Rewrite the items from the line containing "91H297L292 94L293 104H300V80L294" through the end of the items, replacing "rough mask" with "coarse mask" and changing nothing else.

----

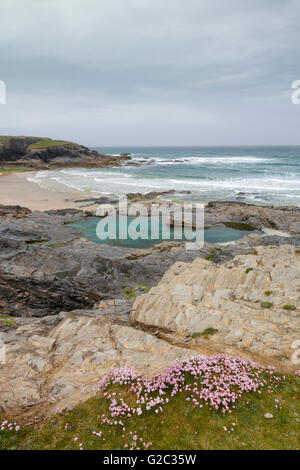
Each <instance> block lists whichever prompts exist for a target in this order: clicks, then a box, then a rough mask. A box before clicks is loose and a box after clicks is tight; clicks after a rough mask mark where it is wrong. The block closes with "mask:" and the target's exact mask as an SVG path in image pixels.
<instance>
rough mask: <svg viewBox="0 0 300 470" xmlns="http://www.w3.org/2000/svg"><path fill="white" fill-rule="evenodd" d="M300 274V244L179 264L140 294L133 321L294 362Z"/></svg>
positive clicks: (168, 330)
mask: <svg viewBox="0 0 300 470" xmlns="http://www.w3.org/2000/svg"><path fill="white" fill-rule="evenodd" d="M299 279H300V249H299V248H297V247H294V246H290V245H286V246H282V247H279V248H276V247H257V248H255V250H254V254H248V255H239V256H236V257H235V258H234V259H233V260H232V261H229V262H227V263H225V264H223V265H220V266H217V265H215V264H214V263H212V262H211V261H207V260H203V259H196V260H195V261H193V263H191V264H187V263H176V264H175V265H174V266H173V267H172V268H171V269H170V270H169V271H168V272H167V273H166V274H165V275H164V277H163V279H162V281H161V282H160V283H159V284H158V285H157V286H156V287H154V288H152V289H151V291H150V292H149V294H146V295H143V296H139V297H138V298H137V299H136V301H135V303H134V306H133V309H132V312H131V316H130V321H131V322H132V324H134V325H141V326H143V327H144V328H149V327H155V328H159V329H161V330H164V331H169V332H172V333H173V334H174V335H175V336H177V337H184V336H191V335H193V334H194V336H199V338H201V337H202V338H203V337H204V336H205V337H210V341H211V342H212V343H214V342H215V343H216V344H220V343H221V344H223V345H225V346H226V345H229V346H232V345H234V346H236V347H238V348H240V349H247V350H249V351H252V352H255V353H260V354H263V355H268V356H274V357H275V356H278V355H283V356H286V358H287V360H288V361H289V360H290V359H289V358H290V355H291V353H292V349H291V348H292V346H291V345H292V343H293V341H296V340H297V339H299V337H300V282H299ZM210 334H211V336H210Z"/></svg>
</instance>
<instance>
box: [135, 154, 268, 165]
mask: <svg viewBox="0 0 300 470" xmlns="http://www.w3.org/2000/svg"><path fill="white" fill-rule="evenodd" d="M134 160H135V161H137V162H139V163H146V164H147V165H149V164H153V165H186V164H187V163H192V164H210V165H215V164H222V163H223V164H224V163H225V164H228V163H229V164H235V163H255V164H258V163H266V162H267V163H273V162H275V161H276V160H274V159H273V158H261V157H255V156H229V157H224V156H223V157H221V156H220V157H182V158H174V159H172V160H171V159H168V158H159V157H155V156H151V158H150V159H146V158H135V159H134Z"/></svg>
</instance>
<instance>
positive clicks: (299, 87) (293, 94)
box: [292, 80, 300, 104]
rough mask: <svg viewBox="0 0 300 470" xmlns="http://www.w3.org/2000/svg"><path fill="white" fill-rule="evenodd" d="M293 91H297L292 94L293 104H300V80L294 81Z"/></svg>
mask: <svg viewBox="0 0 300 470" xmlns="http://www.w3.org/2000/svg"><path fill="white" fill-rule="evenodd" d="M292 89H293V90H295V91H293V93H292V103H293V104H300V80H294V81H293V83H292Z"/></svg>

----

[Your response]
coarse mask: <svg viewBox="0 0 300 470" xmlns="http://www.w3.org/2000/svg"><path fill="white" fill-rule="evenodd" d="M293 91H297L292 94L293 104H300V80L294 81Z"/></svg>
mask: <svg viewBox="0 0 300 470" xmlns="http://www.w3.org/2000/svg"><path fill="white" fill-rule="evenodd" d="M292 89H293V90H295V91H293V93H292V103H293V104H300V80H294V81H293V83H292Z"/></svg>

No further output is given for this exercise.